*STATED TASK*
Swap "airliner" for "passenger jet" throughout the listing below and reproduce every line with nothing else changed.

(Annotated coordinate records)
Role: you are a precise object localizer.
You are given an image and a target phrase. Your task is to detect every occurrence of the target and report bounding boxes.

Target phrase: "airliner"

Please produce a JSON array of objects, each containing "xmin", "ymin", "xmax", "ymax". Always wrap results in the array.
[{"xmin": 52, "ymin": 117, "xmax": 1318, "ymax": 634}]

*RESULT OF THIS EXERCISE*
Role: you are a precise object localizer.
You are given an image and a target phrase. Your task is to detect every occurrence of the target and report bounding boxes.

Target phrase: "passenger jet"

Please produce a JSON array of objects, each containing "xmin", "ymin", "xmax", "ymax". Always wrap results in the array.
[{"xmin": 52, "ymin": 117, "xmax": 1318, "ymax": 634}]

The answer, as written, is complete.